__Task to carry out__. Find the line that contains "For each instance of the black horse, place"; then retype it and each line after it, exactly, through the final line of the data below.

__Task material__.
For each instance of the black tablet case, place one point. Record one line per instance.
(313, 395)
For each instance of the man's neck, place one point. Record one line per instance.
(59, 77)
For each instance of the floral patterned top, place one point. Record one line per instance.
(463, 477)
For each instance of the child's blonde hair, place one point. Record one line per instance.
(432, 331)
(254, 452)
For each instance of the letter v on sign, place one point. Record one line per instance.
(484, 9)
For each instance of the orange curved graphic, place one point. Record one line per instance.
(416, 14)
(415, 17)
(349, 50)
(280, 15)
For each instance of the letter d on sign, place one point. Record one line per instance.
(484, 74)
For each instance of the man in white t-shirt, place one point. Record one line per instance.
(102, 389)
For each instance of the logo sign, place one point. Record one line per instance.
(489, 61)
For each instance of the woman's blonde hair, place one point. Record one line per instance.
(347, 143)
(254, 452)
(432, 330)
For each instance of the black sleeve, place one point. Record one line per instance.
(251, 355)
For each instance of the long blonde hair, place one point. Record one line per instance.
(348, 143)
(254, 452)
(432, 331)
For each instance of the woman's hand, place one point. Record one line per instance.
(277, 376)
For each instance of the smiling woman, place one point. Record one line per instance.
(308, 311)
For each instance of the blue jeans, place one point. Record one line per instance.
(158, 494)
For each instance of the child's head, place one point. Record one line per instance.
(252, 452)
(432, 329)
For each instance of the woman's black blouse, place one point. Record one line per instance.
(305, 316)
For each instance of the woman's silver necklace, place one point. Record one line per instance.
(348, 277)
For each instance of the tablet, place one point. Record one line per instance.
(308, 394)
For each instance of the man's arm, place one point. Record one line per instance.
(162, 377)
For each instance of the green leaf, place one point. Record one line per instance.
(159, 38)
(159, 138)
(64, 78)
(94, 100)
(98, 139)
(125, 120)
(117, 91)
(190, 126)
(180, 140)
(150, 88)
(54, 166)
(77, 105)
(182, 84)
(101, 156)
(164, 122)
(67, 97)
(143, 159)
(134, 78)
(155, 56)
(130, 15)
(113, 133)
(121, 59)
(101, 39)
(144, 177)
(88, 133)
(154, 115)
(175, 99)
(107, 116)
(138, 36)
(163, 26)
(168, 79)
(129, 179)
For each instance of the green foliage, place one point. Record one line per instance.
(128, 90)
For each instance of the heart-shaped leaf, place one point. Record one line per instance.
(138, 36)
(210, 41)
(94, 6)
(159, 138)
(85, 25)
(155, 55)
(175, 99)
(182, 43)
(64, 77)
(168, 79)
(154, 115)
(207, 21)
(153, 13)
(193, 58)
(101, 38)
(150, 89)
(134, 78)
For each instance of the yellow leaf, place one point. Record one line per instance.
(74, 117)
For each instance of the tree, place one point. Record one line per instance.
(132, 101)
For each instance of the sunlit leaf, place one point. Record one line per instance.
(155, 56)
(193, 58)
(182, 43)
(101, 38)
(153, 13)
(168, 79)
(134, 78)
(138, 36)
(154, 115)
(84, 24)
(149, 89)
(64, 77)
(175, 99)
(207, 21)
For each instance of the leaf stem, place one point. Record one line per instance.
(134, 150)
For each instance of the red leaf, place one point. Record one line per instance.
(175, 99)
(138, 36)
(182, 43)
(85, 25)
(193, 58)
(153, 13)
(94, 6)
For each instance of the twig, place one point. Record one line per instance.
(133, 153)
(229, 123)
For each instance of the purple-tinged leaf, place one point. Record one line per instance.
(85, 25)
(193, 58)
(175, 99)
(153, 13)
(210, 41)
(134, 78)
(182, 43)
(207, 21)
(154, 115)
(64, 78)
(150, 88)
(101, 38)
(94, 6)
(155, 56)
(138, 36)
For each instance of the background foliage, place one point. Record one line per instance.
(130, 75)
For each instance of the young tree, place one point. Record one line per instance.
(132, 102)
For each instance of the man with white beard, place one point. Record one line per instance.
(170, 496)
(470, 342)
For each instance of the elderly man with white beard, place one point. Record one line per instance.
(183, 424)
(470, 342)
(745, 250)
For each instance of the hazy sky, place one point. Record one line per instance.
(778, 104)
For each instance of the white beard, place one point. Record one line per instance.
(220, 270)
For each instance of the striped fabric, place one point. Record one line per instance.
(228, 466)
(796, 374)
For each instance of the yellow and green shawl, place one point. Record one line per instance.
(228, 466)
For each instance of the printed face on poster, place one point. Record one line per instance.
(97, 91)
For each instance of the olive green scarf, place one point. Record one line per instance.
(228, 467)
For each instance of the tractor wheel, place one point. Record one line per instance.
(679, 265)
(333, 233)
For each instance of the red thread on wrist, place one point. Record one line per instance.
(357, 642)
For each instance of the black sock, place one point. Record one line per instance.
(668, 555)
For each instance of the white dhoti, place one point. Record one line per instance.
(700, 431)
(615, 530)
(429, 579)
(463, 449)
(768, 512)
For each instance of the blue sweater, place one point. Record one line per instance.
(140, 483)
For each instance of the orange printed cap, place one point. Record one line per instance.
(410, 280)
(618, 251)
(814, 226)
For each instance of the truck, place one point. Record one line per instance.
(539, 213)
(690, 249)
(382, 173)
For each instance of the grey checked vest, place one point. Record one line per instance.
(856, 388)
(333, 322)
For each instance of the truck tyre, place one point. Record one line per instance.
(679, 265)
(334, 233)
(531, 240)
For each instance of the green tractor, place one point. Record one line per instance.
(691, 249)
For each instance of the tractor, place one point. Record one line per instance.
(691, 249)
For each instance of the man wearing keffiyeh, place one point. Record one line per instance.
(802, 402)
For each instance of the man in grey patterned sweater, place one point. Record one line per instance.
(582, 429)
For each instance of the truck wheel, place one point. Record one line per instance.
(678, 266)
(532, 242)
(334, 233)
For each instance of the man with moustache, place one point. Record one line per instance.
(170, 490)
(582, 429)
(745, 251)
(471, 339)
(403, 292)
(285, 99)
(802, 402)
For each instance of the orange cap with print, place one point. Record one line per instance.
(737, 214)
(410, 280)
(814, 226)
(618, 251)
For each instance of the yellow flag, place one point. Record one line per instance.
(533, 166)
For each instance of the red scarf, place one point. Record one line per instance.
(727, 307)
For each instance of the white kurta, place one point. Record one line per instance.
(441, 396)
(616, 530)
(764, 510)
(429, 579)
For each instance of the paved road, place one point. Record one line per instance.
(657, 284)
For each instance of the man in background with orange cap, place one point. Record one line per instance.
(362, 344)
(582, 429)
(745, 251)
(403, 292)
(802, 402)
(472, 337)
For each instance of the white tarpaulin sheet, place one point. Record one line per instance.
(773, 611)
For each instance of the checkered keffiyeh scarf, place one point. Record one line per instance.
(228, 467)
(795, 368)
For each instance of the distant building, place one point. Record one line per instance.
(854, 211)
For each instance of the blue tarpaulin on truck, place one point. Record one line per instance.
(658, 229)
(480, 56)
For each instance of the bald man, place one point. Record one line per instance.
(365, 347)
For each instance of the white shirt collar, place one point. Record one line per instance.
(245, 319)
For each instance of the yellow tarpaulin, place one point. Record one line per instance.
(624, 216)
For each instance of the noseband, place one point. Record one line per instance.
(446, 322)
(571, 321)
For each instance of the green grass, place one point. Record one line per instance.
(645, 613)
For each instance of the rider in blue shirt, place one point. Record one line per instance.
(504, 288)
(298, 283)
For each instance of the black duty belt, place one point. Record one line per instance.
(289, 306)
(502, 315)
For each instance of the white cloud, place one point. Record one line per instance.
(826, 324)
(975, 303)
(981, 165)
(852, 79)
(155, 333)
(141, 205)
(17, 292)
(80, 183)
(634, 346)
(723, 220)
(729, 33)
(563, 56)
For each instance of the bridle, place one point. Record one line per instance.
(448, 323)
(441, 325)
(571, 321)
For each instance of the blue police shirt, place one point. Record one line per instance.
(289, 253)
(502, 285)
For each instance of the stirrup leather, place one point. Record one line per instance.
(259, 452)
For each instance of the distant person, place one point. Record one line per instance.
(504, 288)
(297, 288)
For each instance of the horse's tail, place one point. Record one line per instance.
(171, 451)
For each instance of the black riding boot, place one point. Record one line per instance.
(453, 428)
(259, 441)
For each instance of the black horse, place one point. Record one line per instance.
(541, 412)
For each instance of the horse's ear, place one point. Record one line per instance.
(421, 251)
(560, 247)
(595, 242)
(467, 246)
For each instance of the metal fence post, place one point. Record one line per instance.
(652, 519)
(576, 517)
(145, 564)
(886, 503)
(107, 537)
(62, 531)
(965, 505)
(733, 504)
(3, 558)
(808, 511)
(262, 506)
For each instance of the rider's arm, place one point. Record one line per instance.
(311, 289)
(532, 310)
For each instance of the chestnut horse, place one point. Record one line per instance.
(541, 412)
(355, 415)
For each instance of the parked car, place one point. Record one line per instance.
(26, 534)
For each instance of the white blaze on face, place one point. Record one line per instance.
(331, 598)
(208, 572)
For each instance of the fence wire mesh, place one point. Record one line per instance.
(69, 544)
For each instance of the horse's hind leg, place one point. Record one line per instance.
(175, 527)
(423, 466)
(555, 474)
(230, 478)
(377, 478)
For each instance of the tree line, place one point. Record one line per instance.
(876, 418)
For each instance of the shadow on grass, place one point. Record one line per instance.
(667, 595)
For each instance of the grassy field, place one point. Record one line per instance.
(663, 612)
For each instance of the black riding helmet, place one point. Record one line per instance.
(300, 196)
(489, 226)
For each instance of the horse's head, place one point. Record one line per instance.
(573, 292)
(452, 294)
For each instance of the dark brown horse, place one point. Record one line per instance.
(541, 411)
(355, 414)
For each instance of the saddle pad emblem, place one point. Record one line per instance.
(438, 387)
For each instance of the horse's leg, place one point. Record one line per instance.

__Exercise answer__.
For each instance of the black horse, place one point. Record one line per instance.
(541, 412)
For each instance of the horse's ear, place one point. Record one line per instance.
(421, 251)
(560, 247)
(595, 242)
(467, 246)
For each instance of the metal fence post, place one point. Record one line per instance.
(652, 519)
(576, 517)
(145, 564)
(886, 503)
(107, 537)
(62, 531)
(965, 505)
(733, 504)
(3, 558)
(808, 511)
(262, 506)
For each instance of the rider's arm, place one point. Record one line per instance.
(311, 289)
(532, 310)
For each instance of the chestnut horse, place one point. Record one line per instance.
(541, 412)
(355, 415)
For each instance of the parked car, place one point. Record one line per instance.
(26, 534)
For each instance of the white blaze on face, place one point. Record one line per instance.
(331, 598)
(208, 572)
For each instance of the fence wire mesh, place one point. Record one line per instance.
(69, 544)
For each instance of the horse's hind leg, place one point. Record one line per instance.
(175, 527)
(423, 466)
(555, 474)
(230, 478)
(377, 478)
For each instance of the tree line, place one point. Record one line per instance.
(876, 418)
For each instance of the shadow on grass, place one point. Record one line per instance.
(667, 595)
For each instance of the grassy field, place one point. Record one line per instance.
(663, 612)
For each instance of the black riding helmet, place one point. Record one line per instance.
(300, 196)
(489, 226)
For each instance of the horse's head, place one point. Record one line per instance.
(573, 292)
(452, 294)
For each instance of the dark brown horse, place one point. Record one line per instance.
(541, 411)
(355, 414)
For each instance of the saddle pad emblem, place one point. Record one line per instance.
(438, 387)
For each instance of the horse's leg, place one point. Record one line per instance.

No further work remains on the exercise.